■ **Exercise objective**:
Print, without alteration, the lines that extend from the one holding "positive clicks: (121, 340)" to the final line of the listing below.

■ **The data**:
┄┄┄┄┄┄
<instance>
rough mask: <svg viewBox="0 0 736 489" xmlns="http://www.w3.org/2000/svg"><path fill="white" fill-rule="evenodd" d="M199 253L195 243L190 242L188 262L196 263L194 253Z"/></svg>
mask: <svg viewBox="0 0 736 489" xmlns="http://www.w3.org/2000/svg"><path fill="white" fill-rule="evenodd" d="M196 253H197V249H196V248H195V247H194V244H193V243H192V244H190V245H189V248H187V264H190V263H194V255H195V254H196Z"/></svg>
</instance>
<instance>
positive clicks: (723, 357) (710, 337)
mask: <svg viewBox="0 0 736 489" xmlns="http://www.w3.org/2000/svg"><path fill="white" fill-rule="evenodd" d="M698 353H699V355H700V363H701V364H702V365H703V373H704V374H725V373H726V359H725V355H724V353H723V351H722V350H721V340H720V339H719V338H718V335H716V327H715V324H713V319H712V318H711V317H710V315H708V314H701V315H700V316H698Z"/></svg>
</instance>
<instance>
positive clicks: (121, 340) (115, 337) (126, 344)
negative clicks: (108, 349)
┄┄┄┄┄┄
■ **Expected output**:
positive clicks: (121, 340) (115, 337) (126, 344)
negative clicks: (108, 349)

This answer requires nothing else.